**Aim of the exercise**
Please count the lines below that contain the word "ceiling" and reply with the number alone.

**Task input**
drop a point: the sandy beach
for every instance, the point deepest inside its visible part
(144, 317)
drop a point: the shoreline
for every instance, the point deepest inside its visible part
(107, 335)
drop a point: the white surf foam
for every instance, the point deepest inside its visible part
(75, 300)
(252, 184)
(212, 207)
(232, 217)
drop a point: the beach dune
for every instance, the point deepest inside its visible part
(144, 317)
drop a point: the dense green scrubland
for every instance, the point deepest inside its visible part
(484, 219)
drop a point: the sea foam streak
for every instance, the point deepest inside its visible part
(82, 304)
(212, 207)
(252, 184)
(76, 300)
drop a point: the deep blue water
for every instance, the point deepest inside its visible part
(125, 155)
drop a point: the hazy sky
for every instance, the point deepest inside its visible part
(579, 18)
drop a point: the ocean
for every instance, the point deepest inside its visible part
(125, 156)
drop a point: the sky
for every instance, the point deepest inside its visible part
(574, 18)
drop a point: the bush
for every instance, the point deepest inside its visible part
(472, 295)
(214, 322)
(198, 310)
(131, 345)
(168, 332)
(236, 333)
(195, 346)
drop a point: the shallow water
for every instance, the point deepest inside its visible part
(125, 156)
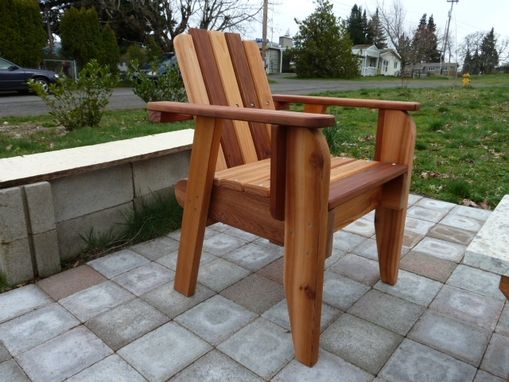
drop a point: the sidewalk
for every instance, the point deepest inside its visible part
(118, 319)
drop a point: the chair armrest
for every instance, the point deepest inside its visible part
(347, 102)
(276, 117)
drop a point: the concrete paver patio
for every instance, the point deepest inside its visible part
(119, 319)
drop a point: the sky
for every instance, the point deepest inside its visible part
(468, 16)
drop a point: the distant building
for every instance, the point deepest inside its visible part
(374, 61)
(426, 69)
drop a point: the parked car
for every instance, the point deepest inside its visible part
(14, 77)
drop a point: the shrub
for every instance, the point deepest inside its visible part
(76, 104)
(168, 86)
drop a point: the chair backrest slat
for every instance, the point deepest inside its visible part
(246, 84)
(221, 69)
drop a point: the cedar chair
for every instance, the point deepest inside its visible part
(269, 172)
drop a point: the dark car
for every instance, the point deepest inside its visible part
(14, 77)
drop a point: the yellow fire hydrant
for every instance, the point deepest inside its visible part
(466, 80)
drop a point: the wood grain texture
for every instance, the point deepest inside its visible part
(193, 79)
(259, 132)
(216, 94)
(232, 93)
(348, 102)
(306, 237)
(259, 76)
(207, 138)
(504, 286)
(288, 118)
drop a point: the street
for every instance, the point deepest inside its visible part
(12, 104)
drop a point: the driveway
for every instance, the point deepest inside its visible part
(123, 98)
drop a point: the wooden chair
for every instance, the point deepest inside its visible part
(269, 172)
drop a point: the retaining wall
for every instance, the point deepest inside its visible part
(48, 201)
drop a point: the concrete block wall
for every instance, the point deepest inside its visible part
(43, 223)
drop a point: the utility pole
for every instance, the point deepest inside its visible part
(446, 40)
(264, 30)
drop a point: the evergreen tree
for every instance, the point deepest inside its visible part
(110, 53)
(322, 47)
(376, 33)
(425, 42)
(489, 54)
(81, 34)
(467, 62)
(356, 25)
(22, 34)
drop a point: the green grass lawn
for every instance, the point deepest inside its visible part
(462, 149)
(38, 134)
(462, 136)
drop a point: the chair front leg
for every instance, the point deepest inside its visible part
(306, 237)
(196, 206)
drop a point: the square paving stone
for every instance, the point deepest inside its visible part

==

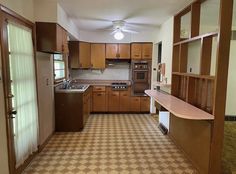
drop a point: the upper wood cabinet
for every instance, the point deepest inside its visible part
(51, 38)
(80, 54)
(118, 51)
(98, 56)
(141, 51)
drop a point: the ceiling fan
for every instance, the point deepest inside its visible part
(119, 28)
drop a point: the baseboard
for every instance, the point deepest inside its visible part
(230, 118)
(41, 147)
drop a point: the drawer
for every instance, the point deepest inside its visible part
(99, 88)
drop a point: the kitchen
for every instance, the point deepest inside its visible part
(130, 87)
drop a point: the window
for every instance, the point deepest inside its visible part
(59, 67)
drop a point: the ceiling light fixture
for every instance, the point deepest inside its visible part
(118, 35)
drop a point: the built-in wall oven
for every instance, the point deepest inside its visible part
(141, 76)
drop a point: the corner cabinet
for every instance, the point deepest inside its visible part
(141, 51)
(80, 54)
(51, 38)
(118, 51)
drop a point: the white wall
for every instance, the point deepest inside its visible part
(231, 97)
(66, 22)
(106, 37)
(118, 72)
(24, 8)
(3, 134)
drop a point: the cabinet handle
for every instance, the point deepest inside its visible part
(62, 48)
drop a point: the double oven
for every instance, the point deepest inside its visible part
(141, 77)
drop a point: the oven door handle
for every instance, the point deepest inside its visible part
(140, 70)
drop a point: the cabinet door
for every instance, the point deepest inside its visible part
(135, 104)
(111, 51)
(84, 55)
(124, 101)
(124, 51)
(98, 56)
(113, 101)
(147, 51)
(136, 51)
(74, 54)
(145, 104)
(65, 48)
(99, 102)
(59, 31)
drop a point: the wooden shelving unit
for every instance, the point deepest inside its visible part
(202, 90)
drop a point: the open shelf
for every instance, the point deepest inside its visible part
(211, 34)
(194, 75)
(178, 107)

* * *

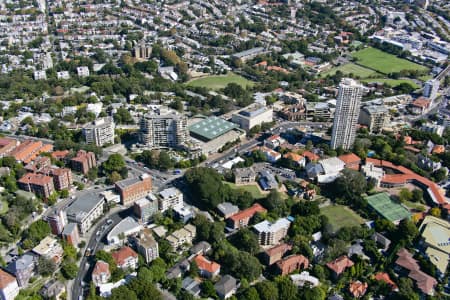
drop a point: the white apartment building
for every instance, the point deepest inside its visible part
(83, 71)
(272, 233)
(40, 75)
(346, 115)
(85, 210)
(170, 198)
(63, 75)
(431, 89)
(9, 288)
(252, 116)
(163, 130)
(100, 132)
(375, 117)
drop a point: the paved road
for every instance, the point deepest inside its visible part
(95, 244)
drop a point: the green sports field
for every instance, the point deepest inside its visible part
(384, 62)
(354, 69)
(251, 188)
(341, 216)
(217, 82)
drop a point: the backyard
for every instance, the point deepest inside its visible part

**Correct result**
2